**What you have to do**
Lines below containing the word "that" should be copied out.

**Records to use**
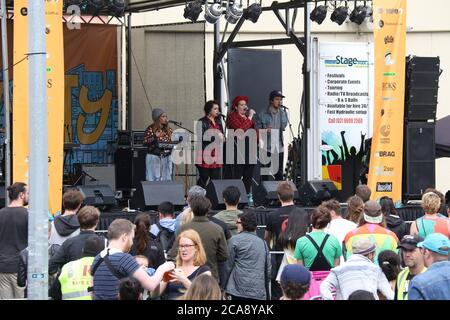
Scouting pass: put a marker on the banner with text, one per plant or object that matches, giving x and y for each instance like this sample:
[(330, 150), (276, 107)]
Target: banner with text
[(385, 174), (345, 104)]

==

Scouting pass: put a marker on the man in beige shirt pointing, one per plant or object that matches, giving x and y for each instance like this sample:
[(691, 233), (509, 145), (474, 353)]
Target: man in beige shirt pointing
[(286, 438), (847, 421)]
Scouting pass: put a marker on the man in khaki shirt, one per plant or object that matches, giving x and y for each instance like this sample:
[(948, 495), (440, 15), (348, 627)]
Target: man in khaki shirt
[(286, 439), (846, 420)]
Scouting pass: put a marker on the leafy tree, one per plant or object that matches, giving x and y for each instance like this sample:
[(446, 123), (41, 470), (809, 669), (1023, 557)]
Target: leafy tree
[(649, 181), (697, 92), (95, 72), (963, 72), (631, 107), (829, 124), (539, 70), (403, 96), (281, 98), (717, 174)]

**Written response**
Scouting pass: put a marker on the banner with text, one per plant or object that matches, giving x and y for each instance like this sample:
Scouting pass: put a marker on the man in beige shirt pointing, one per plant or object that matches, giving x and y for each instance like this sample:
Scouting pass: put a marker on the man in khaki shirt, one per plant or object that matches, giving x and y for each instance like this sample:
Scouting pass: put a marker on the leafy tree, one per plant or object that matches, giving x and y for each instance like this sample:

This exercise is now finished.